== Excerpted data ==
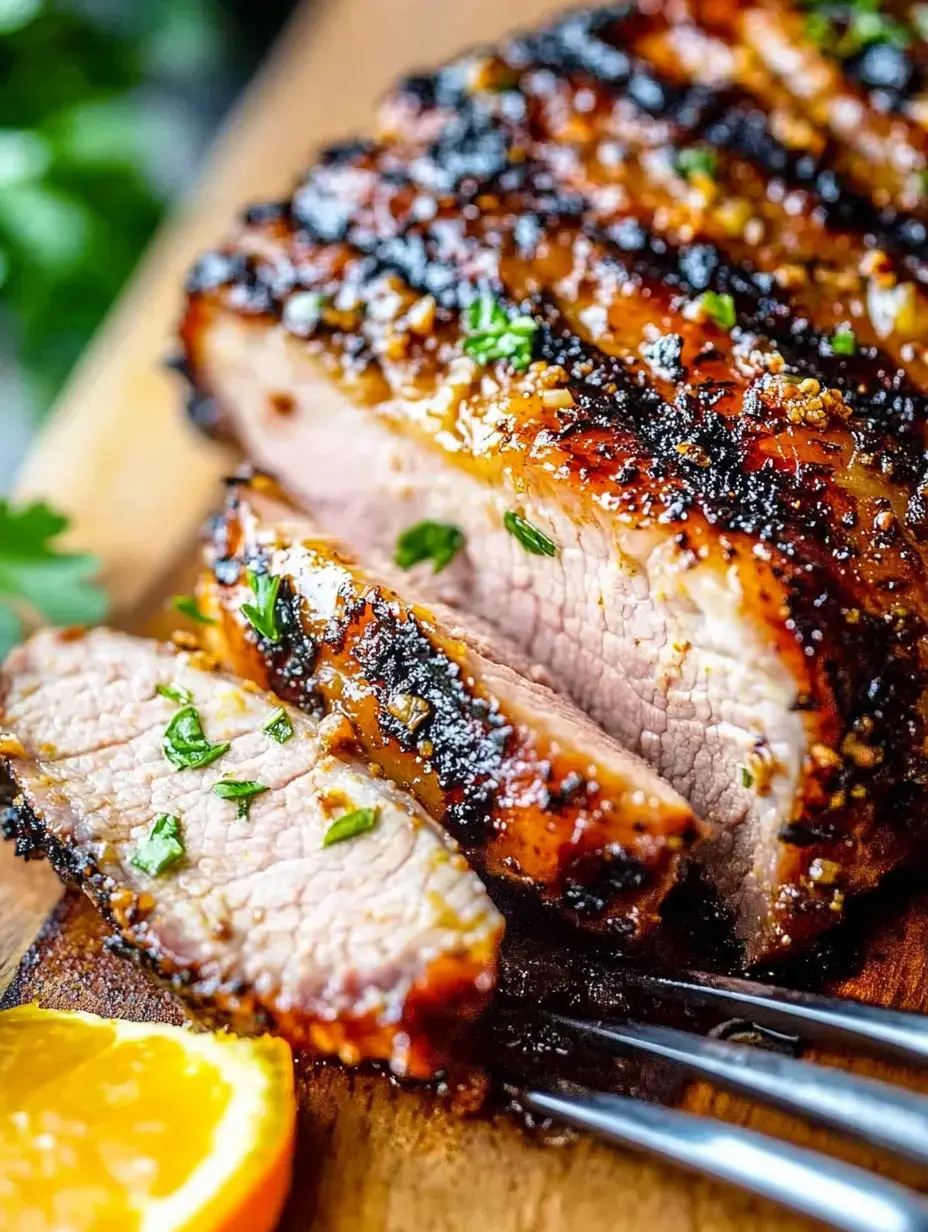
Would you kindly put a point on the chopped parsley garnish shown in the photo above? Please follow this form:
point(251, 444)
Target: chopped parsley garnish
point(696, 160)
point(162, 848)
point(279, 726)
point(174, 693)
point(184, 743)
point(261, 615)
point(350, 826)
point(438, 542)
point(492, 334)
point(530, 537)
point(843, 341)
point(35, 577)
point(719, 307)
point(187, 606)
point(243, 792)
point(846, 30)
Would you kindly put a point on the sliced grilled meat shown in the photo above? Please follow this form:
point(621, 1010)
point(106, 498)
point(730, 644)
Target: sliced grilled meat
point(497, 308)
point(377, 946)
point(534, 791)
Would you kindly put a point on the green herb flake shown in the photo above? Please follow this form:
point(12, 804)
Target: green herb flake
point(184, 743)
point(846, 30)
point(843, 341)
point(349, 826)
point(261, 615)
point(696, 160)
point(530, 537)
point(240, 791)
point(187, 606)
point(719, 308)
point(162, 849)
point(279, 726)
point(491, 334)
point(36, 577)
point(438, 542)
point(175, 693)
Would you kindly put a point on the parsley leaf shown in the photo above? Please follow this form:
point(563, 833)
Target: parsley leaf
point(261, 615)
point(846, 30)
point(187, 606)
point(438, 542)
point(491, 334)
point(530, 537)
point(36, 577)
point(350, 826)
point(184, 743)
point(279, 726)
point(163, 847)
point(719, 308)
point(243, 791)
point(696, 160)
point(843, 341)
point(175, 693)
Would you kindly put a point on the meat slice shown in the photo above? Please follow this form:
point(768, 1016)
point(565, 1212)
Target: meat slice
point(381, 945)
point(534, 791)
point(504, 311)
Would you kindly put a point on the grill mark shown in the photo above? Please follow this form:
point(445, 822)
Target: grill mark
point(726, 118)
point(374, 649)
point(881, 397)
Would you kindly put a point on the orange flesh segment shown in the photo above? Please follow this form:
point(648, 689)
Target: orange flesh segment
point(101, 1122)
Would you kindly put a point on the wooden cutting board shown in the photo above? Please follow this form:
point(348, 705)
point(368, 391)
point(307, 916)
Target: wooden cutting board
point(120, 460)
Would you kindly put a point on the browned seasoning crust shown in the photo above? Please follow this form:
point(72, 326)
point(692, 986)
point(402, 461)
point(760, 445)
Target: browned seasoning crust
point(547, 173)
point(602, 842)
point(450, 994)
point(418, 1037)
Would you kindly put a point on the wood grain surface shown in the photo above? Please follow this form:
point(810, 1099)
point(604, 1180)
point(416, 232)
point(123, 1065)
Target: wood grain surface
point(136, 482)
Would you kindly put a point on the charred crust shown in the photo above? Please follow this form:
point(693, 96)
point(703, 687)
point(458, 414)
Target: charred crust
point(451, 993)
point(420, 705)
point(480, 190)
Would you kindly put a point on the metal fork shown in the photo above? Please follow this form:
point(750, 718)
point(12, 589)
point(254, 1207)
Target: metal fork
point(837, 1194)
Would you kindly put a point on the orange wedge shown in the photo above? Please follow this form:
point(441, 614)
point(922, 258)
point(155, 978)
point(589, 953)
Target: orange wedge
point(112, 1126)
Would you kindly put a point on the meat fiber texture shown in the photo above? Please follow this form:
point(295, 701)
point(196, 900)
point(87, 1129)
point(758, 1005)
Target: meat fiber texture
point(378, 946)
point(539, 796)
point(636, 280)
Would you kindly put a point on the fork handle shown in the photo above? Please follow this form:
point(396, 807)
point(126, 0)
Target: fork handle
point(831, 1020)
point(837, 1194)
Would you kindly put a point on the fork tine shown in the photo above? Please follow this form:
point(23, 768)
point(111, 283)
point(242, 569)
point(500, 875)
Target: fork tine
point(862, 1108)
point(831, 1020)
point(834, 1193)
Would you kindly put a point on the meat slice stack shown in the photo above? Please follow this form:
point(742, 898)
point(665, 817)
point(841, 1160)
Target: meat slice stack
point(635, 306)
point(534, 791)
point(244, 851)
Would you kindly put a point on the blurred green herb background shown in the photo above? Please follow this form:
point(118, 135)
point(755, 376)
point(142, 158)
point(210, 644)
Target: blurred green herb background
point(105, 109)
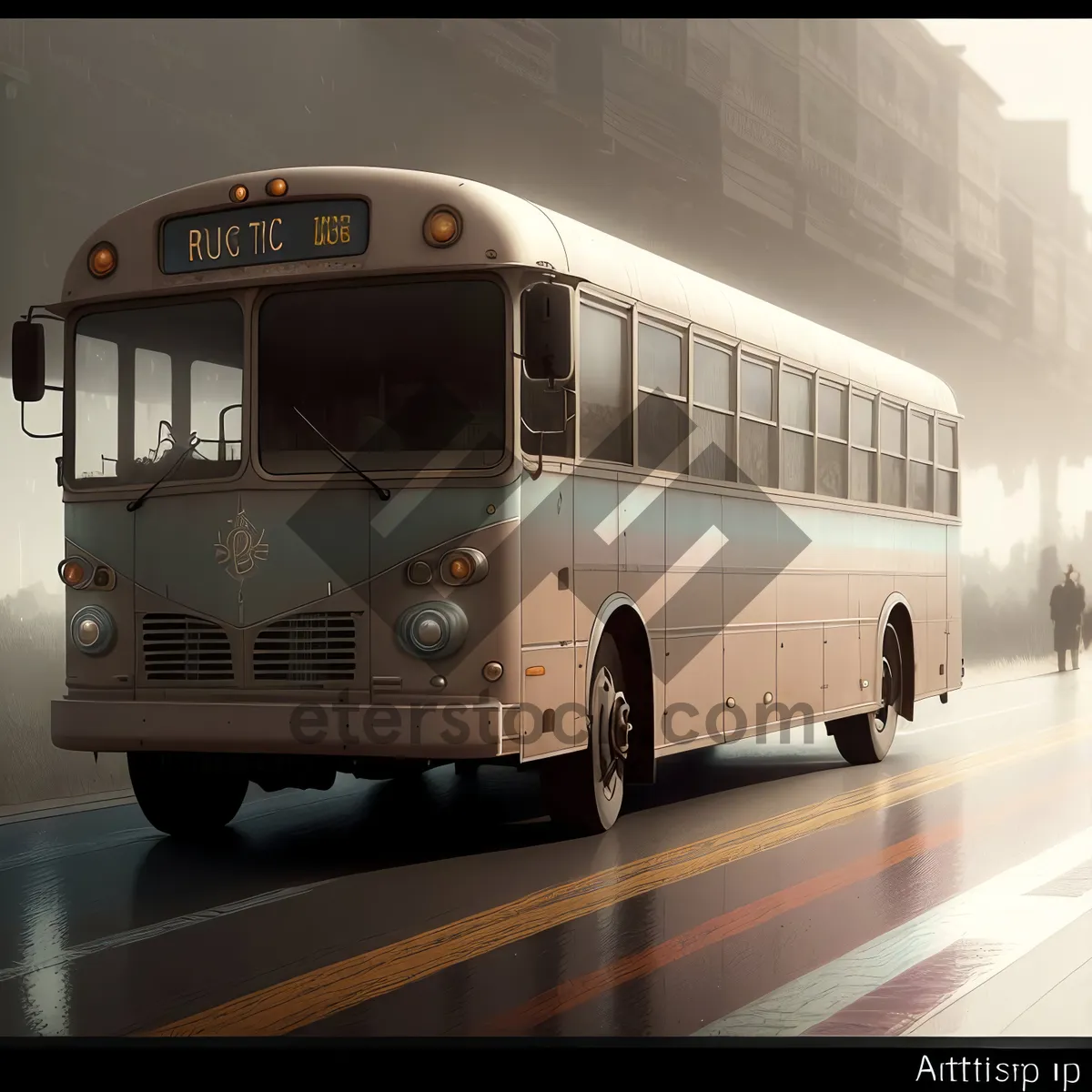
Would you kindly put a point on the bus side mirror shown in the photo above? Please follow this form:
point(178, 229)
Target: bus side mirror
point(547, 332)
point(27, 361)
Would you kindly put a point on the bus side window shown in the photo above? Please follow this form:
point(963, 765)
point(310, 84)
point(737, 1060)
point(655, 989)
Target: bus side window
point(216, 388)
point(920, 483)
point(834, 442)
point(758, 426)
point(863, 452)
point(947, 472)
point(894, 454)
point(714, 436)
point(663, 420)
point(797, 431)
point(606, 407)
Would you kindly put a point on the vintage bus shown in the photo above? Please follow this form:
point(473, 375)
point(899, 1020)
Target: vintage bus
point(369, 470)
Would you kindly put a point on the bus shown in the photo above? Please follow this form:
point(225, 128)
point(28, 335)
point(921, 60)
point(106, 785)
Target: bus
point(369, 470)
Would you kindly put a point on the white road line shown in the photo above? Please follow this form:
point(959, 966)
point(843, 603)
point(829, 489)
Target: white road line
point(158, 929)
point(999, 912)
point(967, 720)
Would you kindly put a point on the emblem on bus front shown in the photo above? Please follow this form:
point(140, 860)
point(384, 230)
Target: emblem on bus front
point(243, 549)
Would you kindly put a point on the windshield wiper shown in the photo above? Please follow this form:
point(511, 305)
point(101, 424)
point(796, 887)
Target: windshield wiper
point(383, 494)
point(134, 505)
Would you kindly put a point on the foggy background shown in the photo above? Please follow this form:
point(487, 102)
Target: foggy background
point(862, 173)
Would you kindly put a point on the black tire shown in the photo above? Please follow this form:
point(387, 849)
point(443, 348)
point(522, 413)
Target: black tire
point(583, 791)
point(188, 796)
point(866, 738)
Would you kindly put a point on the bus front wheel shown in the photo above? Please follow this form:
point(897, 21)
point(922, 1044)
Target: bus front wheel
point(583, 791)
point(186, 795)
point(865, 738)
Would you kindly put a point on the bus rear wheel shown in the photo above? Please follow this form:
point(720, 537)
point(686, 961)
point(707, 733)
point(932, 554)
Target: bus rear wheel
point(866, 738)
point(189, 796)
point(583, 792)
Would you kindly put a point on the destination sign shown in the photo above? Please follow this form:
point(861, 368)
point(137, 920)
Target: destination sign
point(259, 235)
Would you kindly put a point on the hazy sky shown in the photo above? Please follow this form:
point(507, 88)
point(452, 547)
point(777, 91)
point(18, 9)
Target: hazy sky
point(1041, 68)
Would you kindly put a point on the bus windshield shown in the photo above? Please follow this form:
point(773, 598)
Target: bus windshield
point(151, 382)
point(396, 376)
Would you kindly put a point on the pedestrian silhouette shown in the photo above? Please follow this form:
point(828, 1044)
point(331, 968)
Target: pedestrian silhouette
point(1067, 612)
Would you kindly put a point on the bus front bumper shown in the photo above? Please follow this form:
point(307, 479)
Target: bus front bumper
point(470, 730)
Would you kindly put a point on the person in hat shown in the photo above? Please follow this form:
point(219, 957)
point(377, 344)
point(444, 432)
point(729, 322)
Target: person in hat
point(1067, 611)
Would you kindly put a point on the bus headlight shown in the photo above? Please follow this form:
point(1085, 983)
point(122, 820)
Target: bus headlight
point(93, 631)
point(432, 629)
point(463, 567)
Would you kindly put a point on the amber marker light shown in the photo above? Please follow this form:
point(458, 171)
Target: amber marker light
point(441, 228)
point(74, 572)
point(103, 260)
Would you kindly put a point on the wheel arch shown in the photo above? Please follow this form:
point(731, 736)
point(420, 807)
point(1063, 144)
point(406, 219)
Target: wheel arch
point(895, 612)
point(622, 618)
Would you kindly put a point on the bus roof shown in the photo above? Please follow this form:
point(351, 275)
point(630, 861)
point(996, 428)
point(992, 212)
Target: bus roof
point(500, 228)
===
Objective - Copy every one of the records above word for word, with no changes. Omit the pictures from your copy.

Final result -
Would you kindly put a point on the chopped parsley garnish shown in the photo above? Please follow this form:
point(251, 444)
Target: chopped parsley garnish
point(696, 160)
point(162, 848)
point(279, 726)
point(174, 693)
point(184, 743)
point(261, 615)
point(350, 826)
point(438, 542)
point(492, 334)
point(530, 537)
point(843, 341)
point(35, 577)
point(719, 307)
point(187, 606)
point(243, 792)
point(846, 30)
Would you kindly put a point on the sliced grilled meat shown in the photo above? Please follow this form:
point(621, 1010)
point(106, 498)
point(730, 644)
Target: sliced grilled meat
point(497, 308)
point(377, 946)
point(534, 791)
Would you kindly put a point on the green herb flake shown in the photo above? Please follow this form:
point(12, 804)
Target: green herb flake
point(184, 743)
point(846, 30)
point(843, 341)
point(349, 826)
point(261, 615)
point(696, 160)
point(530, 537)
point(240, 791)
point(187, 606)
point(719, 308)
point(162, 849)
point(279, 726)
point(491, 334)
point(36, 577)
point(438, 542)
point(175, 693)
Would you kindly put a point on the parsley leaf shown in the photo above? Please follow this form:
point(563, 833)
Target: parsley leaf
point(261, 615)
point(846, 30)
point(187, 606)
point(438, 542)
point(491, 334)
point(530, 537)
point(36, 577)
point(350, 826)
point(184, 743)
point(279, 726)
point(163, 847)
point(719, 308)
point(243, 791)
point(696, 160)
point(843, 341)
point(175, 693)
Would you kindly put a point on the meat slice shown in the photo above? Please follow this form:
point(768, 1016)
point(565, 1212)
Target: meat slice
point(381, 945)
point(534, 791)
point(504, 311)
Would you kindly put a point on the grill mark shown in the photo above? Please follow this form:
point(445, 822)
Target: grill mark
point(726, 118)
point(374, 649)
point(881, 397)
Would you kindly put a point on the orange flesh segment shown in the photo above? Please follow this form:
point(648, 689)
Target: orange flesh segment
point(101, 1122)
Would you kindly put a point on the wooden cutting board shown in the photo above? Please follow this form:
point(348, 705)
point(368, 391)
point(307, 916)
Target: wooden cutting board
point(120, 460)
Would you kindly put a point on the browned seasoning crust shown in the photo above? Please follow this form:
point(72, 326)
point(692, 986)
point(402, 461)
point(760, 445)
Target: browned seasoning crust
point(547, 173)
point(602, 842)
point(450, 994)
point(418, 1037)
Would you kindly put a point on the wood grain surface shown in the photo above? Please follow this form:
point(810, 1099)
point(604, 1180)
point(416, 232)
point(123, 1065)
Target: wood grain surface
point(136, 482)
Would you kindly put a point on the charred crust shown in the photo above? Please follow this form:
point(693, 96)
point(703, 687)
point(458, 414)
Target: charred crust
point(451, 993)
point(420, 705)
point(480, 190)
Would you kindly put a point on the metal fork shown in the photo above? Please follow this form:
point(750, 718)
point(12, 589)
point(254, 1207)
Target: metal fork
point(837, 1194)
Would you kindly put a point on the orange wedge shown in the photo above? Please follow this form:
point(441, 614)
point(922, 258)
point(155, 978)
point(589, 953)
Target: orange wedge
point(112, 1126)
Would you kindly put a point on the meat fiber texture shown in the photo above? Please follow this form:
point(295, 701)
point(196, 900)
point(87, 1129)
point(758, 1005)
Target: meat fiber texture
point(378, 946)
point(539, 796)
point(636, 280)
Would you kindly put a point on the fork handle shown in the photo above? Please follow this form:
point(396, 807)
point(126, 0)
Target: fork handle
point(831, 1020)
point(837, 1194)
Would you kindly put a point on the fork tine shown in the photo above? Please follow this form:
point(23, 768)
point(111, 283)
point(242, 569)
point(500, 875)
Target: fork tine
point(862, 1108)
point(831, 1020)
point(834, 1193)
Would you kindly put a point on the meat slice stack shown in the photo above? Please follow this form:
point(742, 898)
point(665, 817)
point(841, 1160)
Target: meat slice stack
point(635, 306)
point(534, 791)
point(244, 851)
Would you kindly put a point on the blurred green herb background shown in the photo above? Please follow this form:
point(118, 135)
point(755, 376)
point(142, 158)
point(210, 644)
Target: blurred green herb background
point(105, 109)
Would you kindly put a point on the bus side mirror shown in the photo above? Please follow this form:
point(178, 229)
Target: bus side mirror
point(547, 332)
point(27, 361)
Would you kindly put a point on the bus side window shown in the photo above? Please follow this form:
point(963, 765)
point(310, 84)
point(737, 1060)
point(655, 989)
Target: bus side window
point(216, 388)
point(920, 483)
point(834, 442)
point(758, 426)
point(863, 452)
point(947, 472)
point(894, 454)
point(714, 436)
point(663, 420)
point(797, 431)
point(606, 407)
Would you kindly put a point on the vintage bus shown in the photo above? Please follow this form:
point(473, 375)
point(899, 1020)
Target: vintage bus
point(369, 470)
Would you kindly put a point on the bus shown in the photo above? Please follow this form:
point(225, 128)
point(28, 335)
point(921, 60)
point(106, 785)
Target: bus
point(369, 470)
Would you kindly put a point on the white road line shown in the photo above? Please follow this form:
point(959, 966)
point(843, 603)
point(829, 489)
Target: white road line
point(158, 929)
point(999, 912)
point(967, 720)
Would you kindly put a point on the emblem on bus front shown in the photo above? Please follow this form:
point(140, 860)
point(384, 230)
Target: emblem on bus front
point(243, 549)
Would you kindly put a point on the windshield wiper shown in the photo above? Please follow this form:
point(511, 305)
point(101, 424)
point(796, 887)
Target: windshield wiper
point(383, 494)
point(134, 505)
Would you kindly put a point on the foggy background shown in the photo above? Please follow this form:
point(487, 102)
Target: foggy background
point(862, 173)
Would you kindly put a point on the black tire shown in the photo above? Please follow this form:
point(387, 849)
point(443, 348)
point(522, 413)
Target: black tire
point(583, 791)
point(188, 796)
point(866, 738)
Would you kindly put a point on the bus front wheel shown in the photo above? Please follow this form:
point(897, 21)
point(922, 1044)
Target: bus front wheel
point(583, 791)
point(186, 795)
point(865, 738)
Would you kindly put a point on the bus rear wheel shown in the photo above? Please follow this form:
point(720, 537)
point(686, 961)
point(707, 733)
point(932, 554)
Target: bus rear wheel
point(866, 738)
point(189, 796)
point(583, 792)
Would you kindly put a point on the destination sign shown in the photo above? Please follow this form:
point(861, 368)
point(137, 920)
Target: destination sign
point(259, 235)
Would you kindly put a point on the hazy sky shown in the photo above? Please follow this form:
point(507, 88)
point(452, 547)
point(777, 91)
point(18, 9)
Target: hazy sky
point(1041, 68)
Would you kindly put a point on the bus windshield shown in the photo above? Please follow this form:
point(773, 598)
Target: bus windshield
point(151, 382)
point(396, 376)
Would you kindly put a point on the pedestrian silhouette shown in the photo above? Please follow this form:
point(828, 1044)
point(331, 968)
Target: pedestrian silhouette
point(1067, 612)
Would you kindly put a point on the bus front bumper shown in the photo above? Please follow this form:
point(307, 479)
Target: bus front bumper
point(470, 730)
Would you kindly put a point on the person in hat shown in the photo above? Please follow this form:
point(219, 957)
point(377, 344)
point(444, 432)
point(729, 322)
Target: person in hat
point(1067, 611)
Would you kindly put a point on the bus headlight shown in the photo above? Please follow this form:
point(1085, 983)
point(122, 820)
Target: bus headlight
point(93, 631)
point(432, 629)
point(463, 567)
Would you kindly put a point on the amber marker light shown in the photo above? Please follow this form:
point(458, 171)
Target: amber marker light
point(441, 228)
point(74, 572)
point(103, 260)
Would you kindly put a point on the wheel arch shown in the photo above? Please follow this form:
point(731, 736)
point(420, 807)
point(1063, 144)
point(406, 219)
Target: wheel arch
point(895, 612)
point(622, 618)
Would you kindly put a point on the bus roof shown in the photo above? Please follow this form:
point(351, 275)
point(630, 861)
point(996, 428)
point(992, 212)
Target: bus roof
point(500, 228)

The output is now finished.